TASK TO COMPLETE: In the Aeroflot Flight 315 passage, how far short of the runway did the aircraft hit the ground?

PASSAGE SHOWN:
# # # #

Aeroflot Flight 315 (1960) was a regularly scheduled passenger flight operated by Aeroflot from Vnukovo International Airport in  Moscow to Lviv Airport in Lviv, Ukraine. On 26 February 1960, the An-10 operating this flight crashed short of the airport runway while on final approach. 24 passengers and eight crew members were killed, one passenger survived. 

The Air Accident Investigation Commission concluded the cause of the accident was a combination of design flaw and icing.

Accident
Flight 315 departed Vnukovo Airport at 14:38 Moscow time, and was cleared to climb to 7,000 meters. At 16:35 as the airliner approached Lviv the crew received clearance to descend to 4,000 meters. Weather was reported as a cloud base of 150-200 meters in icing conditions with visibility at three km. The descent was normal and the pilot reported reaching the marker beacon at an altitude of 200 meters, the flight was then cleared to land. When the aircraft penetrated the cloud base the crew switched to visual flight rules (VFR). While descending through 95 meters the flaps were set to 45 degrees and the Antonov began a rapid pitch down. The crew briefly regained control but the nose pitched down again and at 16:57 impacted the ground 1,400 meters short of the runway with pitch down attitude of 20-25 degrees.

# # # #

MATERIAL:
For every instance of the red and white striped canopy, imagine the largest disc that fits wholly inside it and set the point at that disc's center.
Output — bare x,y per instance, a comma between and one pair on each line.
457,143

# # # #

ANSWER FOR THE TASK: 1,400 meters